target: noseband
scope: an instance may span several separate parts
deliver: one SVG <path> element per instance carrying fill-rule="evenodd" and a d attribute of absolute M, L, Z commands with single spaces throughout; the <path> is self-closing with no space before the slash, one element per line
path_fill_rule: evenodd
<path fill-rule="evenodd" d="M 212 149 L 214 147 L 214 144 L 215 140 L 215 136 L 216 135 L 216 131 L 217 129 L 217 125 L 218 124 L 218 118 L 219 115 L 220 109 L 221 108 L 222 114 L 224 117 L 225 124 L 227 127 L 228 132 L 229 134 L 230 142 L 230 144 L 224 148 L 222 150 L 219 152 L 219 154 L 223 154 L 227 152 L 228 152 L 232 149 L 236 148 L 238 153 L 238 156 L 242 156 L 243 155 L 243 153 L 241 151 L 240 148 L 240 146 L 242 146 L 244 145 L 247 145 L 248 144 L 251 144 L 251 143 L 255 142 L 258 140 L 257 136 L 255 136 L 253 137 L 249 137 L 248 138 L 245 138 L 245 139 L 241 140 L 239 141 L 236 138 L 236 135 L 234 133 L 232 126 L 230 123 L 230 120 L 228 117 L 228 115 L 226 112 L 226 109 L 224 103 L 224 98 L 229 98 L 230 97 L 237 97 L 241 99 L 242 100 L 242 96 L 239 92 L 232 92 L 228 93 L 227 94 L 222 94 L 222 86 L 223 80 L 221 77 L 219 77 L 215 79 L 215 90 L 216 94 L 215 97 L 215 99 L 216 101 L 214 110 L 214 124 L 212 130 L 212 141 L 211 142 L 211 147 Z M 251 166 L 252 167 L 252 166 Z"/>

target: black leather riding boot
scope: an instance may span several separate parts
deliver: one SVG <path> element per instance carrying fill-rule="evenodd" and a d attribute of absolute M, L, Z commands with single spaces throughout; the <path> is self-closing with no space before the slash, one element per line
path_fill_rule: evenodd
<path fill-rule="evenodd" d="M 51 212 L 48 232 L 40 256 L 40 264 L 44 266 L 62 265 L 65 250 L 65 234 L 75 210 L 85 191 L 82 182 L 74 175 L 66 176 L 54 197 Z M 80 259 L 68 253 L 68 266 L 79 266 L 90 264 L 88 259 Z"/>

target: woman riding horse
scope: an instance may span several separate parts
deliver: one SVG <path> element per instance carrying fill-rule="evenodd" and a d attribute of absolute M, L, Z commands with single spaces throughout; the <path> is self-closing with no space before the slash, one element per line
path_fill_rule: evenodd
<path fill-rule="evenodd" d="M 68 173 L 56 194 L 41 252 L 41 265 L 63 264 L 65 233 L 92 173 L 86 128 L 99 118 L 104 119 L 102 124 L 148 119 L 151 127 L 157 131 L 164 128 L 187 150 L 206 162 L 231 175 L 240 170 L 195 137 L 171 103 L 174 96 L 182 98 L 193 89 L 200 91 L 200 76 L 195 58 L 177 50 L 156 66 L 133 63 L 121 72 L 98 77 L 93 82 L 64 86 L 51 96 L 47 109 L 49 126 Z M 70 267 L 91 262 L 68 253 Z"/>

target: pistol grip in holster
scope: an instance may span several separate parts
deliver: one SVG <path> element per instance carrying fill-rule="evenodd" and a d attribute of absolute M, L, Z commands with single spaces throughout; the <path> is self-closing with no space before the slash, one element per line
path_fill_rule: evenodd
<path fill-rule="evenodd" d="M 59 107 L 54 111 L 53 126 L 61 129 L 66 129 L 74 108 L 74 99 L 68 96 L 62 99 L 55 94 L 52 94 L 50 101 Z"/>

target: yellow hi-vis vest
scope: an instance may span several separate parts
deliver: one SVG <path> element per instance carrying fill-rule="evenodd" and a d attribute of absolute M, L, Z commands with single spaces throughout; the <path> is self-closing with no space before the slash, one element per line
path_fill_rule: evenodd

[Exercise aim] Reproduce all of the material above line for line, with no changes to any character.

[Solution to this exercise]
target: noseband
scope: an instance may span several separate parts
deliver: one SVG <path> element per instance carrying fill-rule="evenodd" and a d attribute of absolute M, L, Z commands with single spaces throughout; the <path> is self-closing with no space before the slash, one element per line
path_fill_rule: evenodd
<path fill-rule="evenodd" d="M 212 149 L 214 147 L 214 144 L 215 140 L 215 136 L 216 135 L 216 131 L 217 129 L 217 125 L 218 124 L 218 118 L 219 115 L 220 109 L 221 108 L 222 114 L 224 117 L 225 124 L 227 127 L 228 132 L 229 134 L 230 142 L 230 144 L 224 148 L 222 150 L 219 152 L 219 154 L 223 154 L 227 152 L 228 152 L 232 149 L 236 148 L 238 153 L 238 156 L 242 156 L 243 155 L 243 153 L 241 151 L 240 148 L 240 146 L 242 146 L 244 145 L 247 145 L 248 144 L 251 144 L 251 143 L 255 142 L 258 140 L 257 136 L 255 136 L 253 137 L 249 137 L 248 138 L 245 138 L 245 139 L 241 140 L 239 141 L 236 138 L 236 135 L 234 133 L 232 126 L 230 123 L 230 120 L 228 117 L 228 115 L 226 112 L 226 109 L 224 103 L 224 98 L 229 98 L 230 97 L 237 97 L 241 99 L 242 100 L 242 96 L 239 92 L 232 92 L 228 93 L 227 94 L 222 94 L 222 86 L 223 80 L 221 77 L 219 77 L 215 79 L 215 90 L 216 94 L 215 97 L 215 99 L 216 101 L 214 110 L 214 124 L 212 130 L 212 141 L 211 142 L 211 147 Z M 251 166 L 252 167 L 252 166 Z"/>

target: black leather riding boot
scope: an instance may span several separate parts
deliver: one SVG <path> element per instance carrying fill-rule="evenodd" and a d attribute of absolute M, L, Z commands with single spaces throughout; the <path> is self-closing with no space before the slash, one element per line
path_fill_rule: evenodd
<path fill-rule="evenodd" d="M 51 212 L 48 232 L 40 256 L 40 264 L 44 266 L 62 265 L 65 250 L 65 234 L 75 210 L 85 191 L 82 182 L 74 175 L 66 176 L 54 197 Z M 80 259 L 68 253 L 68 266 L 79 266 L 90 264 L 88 259 Z"/>

target: woman riding horse
scope: an instance may span several separate parts
deliver: one SVG <path> element per instance carrying fill-rule="evenodd" and a d attribute of absolute M, L, Z commands with single spaces throughout; the <path> is self-closing with no space before the slash, one element per line
path_fill_rule: evenodd
<path fill-rule="evenodd" d="M 68 173 L 56 194 L 41 252 L 41 265 L 63 264 L 65 233 L 92 173 L 86 128 L 99 118 L 104 119 L 102 124 L 148 119 L 151 127 L 157 131 L 164 128 L 187 150 L 206 162 L 231 175 L 240 170 L 195 137 L 171 103 L 174 96 L 182 98 L 193 89 L 200 91 L 200 76 L 195 58 L 177 50 L 156 66 L 133 63 L 121 72 L 98 77 L 93 82 L 64 86 L 51 96 L 47 109 L 49 126 Z M 70 267 L 91 262 L 68 253 Z"/>

target: pistol grip in holster
scope: an instance may span several separate parts
deliver: one SVG <path> element per instance carrying fill-rule="evenodd" and a d attribute of absolute M, L, Z commands with single spaces throughout; the <path> is self-closing with no space before the slash, one element per line
path_fill_rule: evenodd
<path fill-rule="evenodd" d="M 59 107 L 54 111 L 53 126 L 61 129 L 66 129 L 74 108 L 74 99 L 68 96 L 62 99 L 55 94 L 52 94 L 50 101 Z"/>

target: yellow hi-vis vest
scope: an instance may span several separate parts
deliver: one SVG <path> element per instance carrying fill-rule="evenodd" and a d attribute of absolute M, L, Z commands with single spaces throughout; the <path> is self-closing with no space before the slash, one element per line
path_fill_rule: evenodd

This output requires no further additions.